- **Problem**: Turn every line of the material below into a numbered list, leaving out any blank lines.

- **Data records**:
..............................
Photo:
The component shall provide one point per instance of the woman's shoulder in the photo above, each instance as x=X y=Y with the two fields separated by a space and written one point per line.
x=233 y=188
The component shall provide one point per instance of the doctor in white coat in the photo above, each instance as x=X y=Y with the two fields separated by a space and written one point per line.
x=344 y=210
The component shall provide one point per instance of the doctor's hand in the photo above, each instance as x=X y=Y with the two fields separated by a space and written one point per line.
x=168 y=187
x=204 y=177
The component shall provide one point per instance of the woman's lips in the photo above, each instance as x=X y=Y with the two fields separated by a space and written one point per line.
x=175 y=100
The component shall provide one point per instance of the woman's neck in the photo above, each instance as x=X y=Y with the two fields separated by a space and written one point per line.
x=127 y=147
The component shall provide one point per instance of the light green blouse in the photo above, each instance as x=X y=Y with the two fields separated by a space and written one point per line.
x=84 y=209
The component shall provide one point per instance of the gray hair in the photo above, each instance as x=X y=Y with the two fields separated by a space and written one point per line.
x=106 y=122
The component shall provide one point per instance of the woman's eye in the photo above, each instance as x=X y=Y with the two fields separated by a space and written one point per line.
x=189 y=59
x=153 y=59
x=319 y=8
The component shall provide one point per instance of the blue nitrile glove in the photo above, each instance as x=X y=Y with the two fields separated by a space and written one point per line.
..............................
- **The result**:
1. Photo:
2. The component shall provide one point per instance of the woman's shoulder in the photo above, each instance as x=X y=Y with the two fields separated by a space and written one point per line.
3. x=233 y=188
4. The component shall provide one point per instance of the doctor in white coat in the photo above, each instance as x=X y=Y with the two fields separated by a space and written one point per line.
5. x=344 y=210
6. The component shall provide one point per instance of the doctor's hand in the photo above, each instance as x=X y=Y with the two fields separated by a space and written one point per line.
7. x=168 y=187
8. x=204 y=177
9. The component shall provide one point per instance of the woman's lips in the photo above, each instance as x=X y=Y with the two fields separated by a space and written one point per line.
10. x=175 y=100
11. The component shall provide one point per instance of the woman's neck in the photo above, each instance as x=X y=Y with the two fields separated by a space and written one point per line.
12. x=127 y=147
13. The component shall provide one point per instance of the light green blouse in the photo above, each instance as x=X y=Y with the two fields separated by a space and written one point per line.
14. x=84 y=209
15. The component shall provide one point per instance of the gray hair in the photo above, each instance as x=X y=Y with the two fields separated by a space and written one point per line.
16. x=106 y=122
17. The component shall provide one point per instance of the woman's eye in the photo above, each instance as x=X y=Y with the two fields separated by a space and written one point per line.
18. x=189 y=59
19. x=153 y=59
20. x=319 y=8
21. The component shall provide one point per instance of the blue nitrile glove in the photo above, each instance as x=X y=Y with the two fields separated by a space and written one point per line.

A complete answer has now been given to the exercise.